▶ [GOAL OF THE EXERCISE]: Reproduce only the lines from the one containing "Where can the black sneaker" through the one containing "column 602, row 866", substituting "dark sneaker" for "black sneaker" and keeping everything else the same.

▶ [EXCERPTED RECORDS]:
= = = = =

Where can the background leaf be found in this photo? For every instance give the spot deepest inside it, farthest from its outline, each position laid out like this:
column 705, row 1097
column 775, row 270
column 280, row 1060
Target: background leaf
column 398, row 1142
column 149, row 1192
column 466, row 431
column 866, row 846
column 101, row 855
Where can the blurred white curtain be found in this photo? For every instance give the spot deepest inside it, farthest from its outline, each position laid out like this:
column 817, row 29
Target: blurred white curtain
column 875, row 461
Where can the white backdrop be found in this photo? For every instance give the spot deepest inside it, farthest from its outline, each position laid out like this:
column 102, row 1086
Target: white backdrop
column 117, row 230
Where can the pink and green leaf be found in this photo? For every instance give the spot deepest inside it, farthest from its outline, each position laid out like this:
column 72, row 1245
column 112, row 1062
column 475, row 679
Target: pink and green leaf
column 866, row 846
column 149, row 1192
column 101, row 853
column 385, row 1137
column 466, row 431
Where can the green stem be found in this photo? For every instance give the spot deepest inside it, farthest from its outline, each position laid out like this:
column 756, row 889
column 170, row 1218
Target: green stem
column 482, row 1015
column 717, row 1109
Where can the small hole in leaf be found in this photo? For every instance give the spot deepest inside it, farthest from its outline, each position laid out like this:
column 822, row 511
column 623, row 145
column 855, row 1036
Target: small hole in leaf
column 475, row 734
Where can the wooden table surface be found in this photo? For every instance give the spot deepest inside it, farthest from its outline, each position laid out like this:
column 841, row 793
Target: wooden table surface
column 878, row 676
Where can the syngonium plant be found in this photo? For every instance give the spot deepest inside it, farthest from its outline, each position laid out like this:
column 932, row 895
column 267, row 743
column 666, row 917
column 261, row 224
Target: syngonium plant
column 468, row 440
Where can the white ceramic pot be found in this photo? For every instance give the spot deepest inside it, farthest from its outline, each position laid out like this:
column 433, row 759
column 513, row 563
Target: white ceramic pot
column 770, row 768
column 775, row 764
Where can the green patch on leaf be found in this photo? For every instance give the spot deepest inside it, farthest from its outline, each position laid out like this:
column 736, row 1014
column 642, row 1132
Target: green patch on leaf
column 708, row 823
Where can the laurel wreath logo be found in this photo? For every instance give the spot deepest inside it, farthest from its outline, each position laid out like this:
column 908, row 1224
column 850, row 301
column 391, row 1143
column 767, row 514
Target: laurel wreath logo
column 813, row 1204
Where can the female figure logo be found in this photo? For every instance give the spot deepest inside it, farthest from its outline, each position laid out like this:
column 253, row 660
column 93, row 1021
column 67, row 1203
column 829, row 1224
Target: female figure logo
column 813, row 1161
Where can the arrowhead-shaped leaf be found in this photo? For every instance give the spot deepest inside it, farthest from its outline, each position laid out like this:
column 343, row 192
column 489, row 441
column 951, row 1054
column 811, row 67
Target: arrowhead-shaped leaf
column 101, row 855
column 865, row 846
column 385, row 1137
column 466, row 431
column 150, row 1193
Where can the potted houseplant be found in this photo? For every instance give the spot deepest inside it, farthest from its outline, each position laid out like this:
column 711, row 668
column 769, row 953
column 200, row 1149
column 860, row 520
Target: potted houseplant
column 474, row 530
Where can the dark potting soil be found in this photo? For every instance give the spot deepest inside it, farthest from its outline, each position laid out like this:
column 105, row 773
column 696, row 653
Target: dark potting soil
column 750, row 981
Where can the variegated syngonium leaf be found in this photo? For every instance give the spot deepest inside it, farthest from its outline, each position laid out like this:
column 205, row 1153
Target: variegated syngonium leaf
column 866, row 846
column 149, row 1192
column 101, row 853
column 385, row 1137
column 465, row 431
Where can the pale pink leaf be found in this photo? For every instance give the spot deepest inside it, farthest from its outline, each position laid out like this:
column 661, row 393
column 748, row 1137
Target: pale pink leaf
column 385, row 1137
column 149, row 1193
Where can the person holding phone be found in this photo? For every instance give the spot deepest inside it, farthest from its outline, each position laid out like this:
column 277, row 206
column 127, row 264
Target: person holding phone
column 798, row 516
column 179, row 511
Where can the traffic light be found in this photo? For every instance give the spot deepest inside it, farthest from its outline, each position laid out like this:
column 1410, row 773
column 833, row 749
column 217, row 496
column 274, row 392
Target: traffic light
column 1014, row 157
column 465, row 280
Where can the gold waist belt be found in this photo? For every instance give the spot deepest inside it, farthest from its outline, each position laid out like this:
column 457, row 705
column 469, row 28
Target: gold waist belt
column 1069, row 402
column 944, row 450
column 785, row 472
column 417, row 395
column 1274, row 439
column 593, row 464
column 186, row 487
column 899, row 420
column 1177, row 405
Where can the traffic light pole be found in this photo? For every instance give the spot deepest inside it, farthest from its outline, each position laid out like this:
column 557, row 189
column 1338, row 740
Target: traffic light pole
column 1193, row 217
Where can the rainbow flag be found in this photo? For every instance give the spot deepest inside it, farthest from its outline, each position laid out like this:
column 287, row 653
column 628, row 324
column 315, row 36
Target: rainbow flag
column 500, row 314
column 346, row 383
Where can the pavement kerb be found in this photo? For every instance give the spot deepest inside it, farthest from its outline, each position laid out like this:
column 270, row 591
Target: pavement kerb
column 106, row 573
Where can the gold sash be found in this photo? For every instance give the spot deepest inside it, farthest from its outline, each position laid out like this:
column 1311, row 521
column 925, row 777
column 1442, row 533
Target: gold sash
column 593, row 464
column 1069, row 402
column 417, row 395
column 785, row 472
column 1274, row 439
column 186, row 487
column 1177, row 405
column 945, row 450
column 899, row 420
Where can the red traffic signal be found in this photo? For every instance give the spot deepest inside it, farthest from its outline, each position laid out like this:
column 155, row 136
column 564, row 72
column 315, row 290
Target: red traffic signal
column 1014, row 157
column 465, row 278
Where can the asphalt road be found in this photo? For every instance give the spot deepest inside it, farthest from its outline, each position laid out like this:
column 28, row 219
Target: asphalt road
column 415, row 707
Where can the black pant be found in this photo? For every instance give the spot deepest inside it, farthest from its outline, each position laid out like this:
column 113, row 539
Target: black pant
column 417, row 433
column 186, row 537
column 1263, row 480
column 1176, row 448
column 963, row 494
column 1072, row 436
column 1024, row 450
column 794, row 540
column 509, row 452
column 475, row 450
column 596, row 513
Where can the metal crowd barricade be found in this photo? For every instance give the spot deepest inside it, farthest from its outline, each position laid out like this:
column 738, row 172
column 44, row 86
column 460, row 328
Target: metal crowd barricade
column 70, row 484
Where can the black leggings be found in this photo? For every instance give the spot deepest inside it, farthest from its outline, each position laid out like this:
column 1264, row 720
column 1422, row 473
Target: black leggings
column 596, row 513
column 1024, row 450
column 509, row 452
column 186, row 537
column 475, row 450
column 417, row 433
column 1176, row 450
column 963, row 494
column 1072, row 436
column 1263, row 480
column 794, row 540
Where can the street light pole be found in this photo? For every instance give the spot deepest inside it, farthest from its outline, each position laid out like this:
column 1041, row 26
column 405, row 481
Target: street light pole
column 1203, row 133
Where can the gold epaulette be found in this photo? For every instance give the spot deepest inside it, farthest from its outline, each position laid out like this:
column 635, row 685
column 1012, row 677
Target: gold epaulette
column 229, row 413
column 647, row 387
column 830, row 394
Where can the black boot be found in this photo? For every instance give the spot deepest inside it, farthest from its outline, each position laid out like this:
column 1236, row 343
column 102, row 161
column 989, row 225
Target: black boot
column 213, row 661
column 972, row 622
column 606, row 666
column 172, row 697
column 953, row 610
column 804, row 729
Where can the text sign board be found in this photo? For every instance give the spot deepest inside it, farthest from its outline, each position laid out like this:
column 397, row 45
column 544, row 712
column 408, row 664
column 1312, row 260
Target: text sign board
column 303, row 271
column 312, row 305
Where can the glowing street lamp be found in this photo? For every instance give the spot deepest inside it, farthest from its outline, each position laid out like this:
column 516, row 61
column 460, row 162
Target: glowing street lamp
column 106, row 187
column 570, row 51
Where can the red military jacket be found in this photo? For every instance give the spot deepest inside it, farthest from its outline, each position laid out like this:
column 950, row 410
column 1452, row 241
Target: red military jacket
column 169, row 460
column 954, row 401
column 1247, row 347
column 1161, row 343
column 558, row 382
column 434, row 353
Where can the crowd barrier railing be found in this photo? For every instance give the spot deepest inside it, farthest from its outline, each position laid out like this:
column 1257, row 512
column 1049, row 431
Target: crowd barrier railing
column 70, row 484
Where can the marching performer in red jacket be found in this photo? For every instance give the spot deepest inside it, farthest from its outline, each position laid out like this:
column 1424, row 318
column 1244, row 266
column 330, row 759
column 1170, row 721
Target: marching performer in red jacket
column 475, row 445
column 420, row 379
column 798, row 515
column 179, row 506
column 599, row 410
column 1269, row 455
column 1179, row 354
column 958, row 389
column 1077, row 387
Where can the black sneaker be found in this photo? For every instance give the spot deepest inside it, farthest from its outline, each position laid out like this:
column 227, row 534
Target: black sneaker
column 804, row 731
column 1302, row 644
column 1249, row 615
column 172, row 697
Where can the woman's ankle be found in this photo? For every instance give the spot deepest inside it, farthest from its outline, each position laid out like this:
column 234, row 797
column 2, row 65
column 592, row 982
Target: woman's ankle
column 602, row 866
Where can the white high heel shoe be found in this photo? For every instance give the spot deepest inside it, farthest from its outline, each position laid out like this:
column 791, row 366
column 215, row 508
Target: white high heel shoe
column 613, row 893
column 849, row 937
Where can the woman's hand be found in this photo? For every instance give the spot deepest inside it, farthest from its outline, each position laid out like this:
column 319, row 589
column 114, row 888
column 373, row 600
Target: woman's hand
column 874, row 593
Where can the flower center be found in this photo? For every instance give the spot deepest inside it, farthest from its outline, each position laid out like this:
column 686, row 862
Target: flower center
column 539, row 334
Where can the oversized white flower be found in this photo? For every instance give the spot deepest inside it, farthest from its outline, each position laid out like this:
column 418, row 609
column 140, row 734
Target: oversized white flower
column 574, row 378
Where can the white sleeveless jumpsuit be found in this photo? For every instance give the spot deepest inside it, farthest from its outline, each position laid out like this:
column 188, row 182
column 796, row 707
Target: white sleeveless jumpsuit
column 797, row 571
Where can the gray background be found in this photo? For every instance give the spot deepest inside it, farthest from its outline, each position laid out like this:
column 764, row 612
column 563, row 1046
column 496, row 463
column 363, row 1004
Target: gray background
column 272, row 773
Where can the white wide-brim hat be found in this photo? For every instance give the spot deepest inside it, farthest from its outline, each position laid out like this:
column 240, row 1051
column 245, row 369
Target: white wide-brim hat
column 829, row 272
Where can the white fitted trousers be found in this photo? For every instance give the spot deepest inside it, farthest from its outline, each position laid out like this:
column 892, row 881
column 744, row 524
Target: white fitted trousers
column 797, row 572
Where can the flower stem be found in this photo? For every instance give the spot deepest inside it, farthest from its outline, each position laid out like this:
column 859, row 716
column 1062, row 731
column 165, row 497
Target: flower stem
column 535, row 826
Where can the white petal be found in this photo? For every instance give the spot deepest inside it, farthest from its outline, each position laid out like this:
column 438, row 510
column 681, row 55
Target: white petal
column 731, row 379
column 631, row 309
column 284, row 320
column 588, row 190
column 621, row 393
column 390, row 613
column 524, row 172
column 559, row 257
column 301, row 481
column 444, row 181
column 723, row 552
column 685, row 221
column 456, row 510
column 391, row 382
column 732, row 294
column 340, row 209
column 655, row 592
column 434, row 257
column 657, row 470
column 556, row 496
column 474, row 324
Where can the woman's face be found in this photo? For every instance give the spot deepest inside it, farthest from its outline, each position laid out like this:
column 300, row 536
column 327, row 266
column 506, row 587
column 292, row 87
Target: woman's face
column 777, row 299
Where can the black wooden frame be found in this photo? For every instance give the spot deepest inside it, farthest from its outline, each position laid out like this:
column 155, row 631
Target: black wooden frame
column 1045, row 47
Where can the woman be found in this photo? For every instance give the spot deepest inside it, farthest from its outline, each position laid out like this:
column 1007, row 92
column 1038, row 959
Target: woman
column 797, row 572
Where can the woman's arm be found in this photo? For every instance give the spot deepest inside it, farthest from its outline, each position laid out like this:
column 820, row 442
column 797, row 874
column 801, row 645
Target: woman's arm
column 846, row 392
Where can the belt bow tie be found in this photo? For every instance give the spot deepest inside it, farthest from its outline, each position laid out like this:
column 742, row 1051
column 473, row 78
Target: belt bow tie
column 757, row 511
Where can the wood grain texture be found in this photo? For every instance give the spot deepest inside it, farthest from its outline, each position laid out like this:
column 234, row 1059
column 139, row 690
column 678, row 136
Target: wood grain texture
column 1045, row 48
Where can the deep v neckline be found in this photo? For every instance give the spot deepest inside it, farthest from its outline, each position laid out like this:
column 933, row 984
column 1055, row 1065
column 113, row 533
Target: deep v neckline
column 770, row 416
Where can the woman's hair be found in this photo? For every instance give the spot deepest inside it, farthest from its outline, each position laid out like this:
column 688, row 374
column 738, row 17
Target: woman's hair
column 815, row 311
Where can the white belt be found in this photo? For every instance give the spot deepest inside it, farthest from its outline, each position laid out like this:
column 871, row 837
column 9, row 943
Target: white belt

= = = = =

▶ [FINAL RESULT]:
Where can the dark sneaker be found in this photo? For every instance give the spot deepest inside it, farthest from its outline, each position laid out like this:
column 227, row 534
Target: dark sneaker
column 804, row 731
column 1302, row 644
column 1249, row 615
column 172, row 697
Where can the woman's ankle be found in this photo? For every instance give the spot deepest inside it, farthest from its outline, each position laid out like this:
column 234, row 797
column 2, row 65
column 592, row 982
Target: woman's ankle
column 602, row 866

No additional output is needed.